**Prompt**
Rescale the records from the line containing "Each instance receives one keypoint. Mark the license" through the end of the records, both ends included. Reproduce every line in that span, requests included, multiplying each coordinate in the answers by 1.8 and rounding to whole numbers with halves rounded up, leave the requests and their sample coordinates unchanged, and give only these lines.

#####

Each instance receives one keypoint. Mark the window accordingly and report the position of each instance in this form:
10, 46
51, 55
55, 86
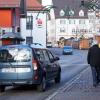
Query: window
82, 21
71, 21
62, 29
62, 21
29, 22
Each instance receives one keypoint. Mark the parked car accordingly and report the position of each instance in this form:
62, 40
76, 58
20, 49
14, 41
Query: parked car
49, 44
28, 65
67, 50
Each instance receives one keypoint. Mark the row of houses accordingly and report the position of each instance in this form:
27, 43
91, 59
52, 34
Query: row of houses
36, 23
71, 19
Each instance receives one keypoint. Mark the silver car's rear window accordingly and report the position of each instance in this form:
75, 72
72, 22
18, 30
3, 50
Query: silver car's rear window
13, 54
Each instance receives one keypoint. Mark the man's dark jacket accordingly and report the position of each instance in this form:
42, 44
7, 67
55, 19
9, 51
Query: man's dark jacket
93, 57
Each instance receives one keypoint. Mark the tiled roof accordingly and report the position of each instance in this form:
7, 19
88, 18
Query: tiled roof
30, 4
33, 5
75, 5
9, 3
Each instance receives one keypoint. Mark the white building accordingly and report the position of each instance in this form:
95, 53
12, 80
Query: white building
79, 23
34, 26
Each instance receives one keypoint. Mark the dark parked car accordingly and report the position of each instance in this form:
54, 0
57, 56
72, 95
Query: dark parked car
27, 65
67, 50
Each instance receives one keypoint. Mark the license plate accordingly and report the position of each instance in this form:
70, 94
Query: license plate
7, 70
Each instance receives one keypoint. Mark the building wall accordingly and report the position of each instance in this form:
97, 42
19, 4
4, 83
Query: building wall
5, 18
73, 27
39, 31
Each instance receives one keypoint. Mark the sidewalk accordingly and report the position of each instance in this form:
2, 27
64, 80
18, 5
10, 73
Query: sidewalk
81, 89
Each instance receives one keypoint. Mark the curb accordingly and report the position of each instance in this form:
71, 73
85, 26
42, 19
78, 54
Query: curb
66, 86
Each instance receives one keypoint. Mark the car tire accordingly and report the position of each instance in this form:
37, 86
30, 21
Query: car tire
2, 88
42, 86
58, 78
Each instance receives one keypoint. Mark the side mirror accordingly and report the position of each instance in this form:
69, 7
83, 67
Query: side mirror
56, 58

#####

**Response to this task**
Each instance receives one keypoint. Mark the license plate accordingly and report the position of each instance in this form:
70, 94
Query: license plate
13, 126
Each instance receives one keypoint. Mark the building wall accordingly and report the position of each instance in this form:
97, 42
19, 4
4, 83
Query: building wall
9, 32
131, 49
70, 56
Each instance receives one keypoint. Mark the sidewalk accordingly and report the position of each instance in this form:
2, 27
64, 80
18, 5
10, 73
Query: sidewalk
146, 160
Each instance receives one keypoint. Mark the curb accordingly and report the position of each instance in this form:
71, 73
85, 26
42, 19
78, 54
Query: curb
119, 155
Each instance receives one keypoint. Mark the car tire accordingly and report the position of each instance in this form:
37, 86
30, 21
Query: car tire
4, 158
76, 155
104, 140
Each instance receives one keypoint. Mark the side mirror accordingly and report the position of each instance in this form:
69, 7
83, 67
Query: side mirror
101, 104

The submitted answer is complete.